SCHRIFTLICHE AUFGABE >>
Erklären Sie anhand des Textes über Utopien, warum jede Utopie den Keim zum Autoritären in sich birgt.

======== VORLIEGENDER TEXT

Nun lässt sich trefflich über soziale Grundwerte und ihre Gewichtung streiten. Wie auch immer man sich zu dieser oder jener gesellschaftlichen Weltanschauung stellt: Ausnahmslos jede Utopie geht von solchen grundlegenden Überzeugungen aus. Deren Verfasser konstruieren also quasi als "Verkörperung" ihrer Weltanschauungs- und Wertesysteme ideale Regierungsformen, Gesetze, gesellschaftliche Regeln usw. Aber was heißt "ideal"? Ideal für wen? Ideal für "eure Müden, eure Armen, / Eure geknechteten Massen, die frei zu atmen begehren" (Emma Lazarus)? Ideal für die 99% oder doch lieber für das 1%? Ideal für die Freiheitsliebenden oder für dich Sicherheitsbedürftigen? Ideal für die Gewinner oder für die Verlierer unserer Gesellschaft? Ideal für jene, die soziale Vielfalt als Bereicherung, oder für jene, die sie als Bedrohung empfinden? Etc. etc. Die Auflistung ließe sich endlos fortsetzen, aber diese paar Beispiele reichen, um klar zu machen, dass man es nicht allen recht machen kann. Dass jede, ich betone: jegliche Utopie nicht den Idealstaat "an sich" darstellt – den gibt es nicht! –, sondern den Idealstaat für… (und nicht für…). Der Staat, der sich aus jeglicher sozialen Verantwortung und wirtschaftlichen Regulierung zurückzieht und die gesamte Verantwortung den Bürgern selbst auflädt ist ein Idealstaat – für die Wenigen, die von solchen Verhältnissen profitieren. Er ist es ganz und gar nicht für die Masse der Menschen, die dabei unter die Räder kommen. Und so weiter und so fort.

JEDE UTOPIE IST TENDENZIELL TOTALITÄR

Jede Utopie ist eine – mehr oder weniger bewusste – Projektion der Grundwerte und -überzeugungen ihres Autors nach außen, auf die Gesellschaft. Sie ist der Versuch, die eigenen Überzeugungen gesellschaftlich umzusetzen. Darum birgt jede Utopie den Keim zum Autoritären in sich. Wie vieles gut Gemeinte läuft sie auf das Gegenteil von gut hinaus. Alles, was ein (1) Mensch oder eine Gruppe Gleichgesinnter sich für die Gesellschaft ausdenkt, lässt das Wichtigste außer Acht: den gesellschaftlichen Willen aller anderen. Es ist sozusagen ein perfekt vorbereiteter Frontalunterricht, der das Wichtigste vollkommen ignoriert: eben die Schüler, für die man im besten Glauben meint, so das Beste zu erreichen. Die Folge: eine Klasse, die einschläft bzw. den Aufstand probt und Kopf steht. Gesellschaftlich ist es dasselbe. Niemals, nie und nimmer kann sich ein (1) Mensch oder auch eine Gruppe von Menschen für alle anderen das Beste ausdenken! Diese Tatsache im Überschwang der Begeisterung für die eigenen Überzeugungen zu ignorieren und über Menschen mit anderen Überzeugungen und Werthaltungen drüberzufahren ist darum ein Grundmerkmal aller Utopisten, wenn sie ihr ausgedachtes Konstrukt ins Werk setzen. Jede Utopie ist tendenziell autoritär, oder noch schlimmer: totalitär.

================
======== ARBEITSMATERIAL

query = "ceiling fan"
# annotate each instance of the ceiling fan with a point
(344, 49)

================

GELÖSTE AUFGABE >>
Jede Utopie ist eine Projektion der Grundwerte und Überzeugungen ihres Autors auf die Gesellschaft und damit der Versuch, die eigenen Überzeugungen gesellschaftlich umzusetzen. Dabei lässt sie das Wichtigste außer Acht, nämlich den gesellschaftlichen Willen aller anderen. Wer sein Konstrukt ins Werk setzt, übergeht deshalb Menschen mit anderen Überzeugungen und Werthaltungen.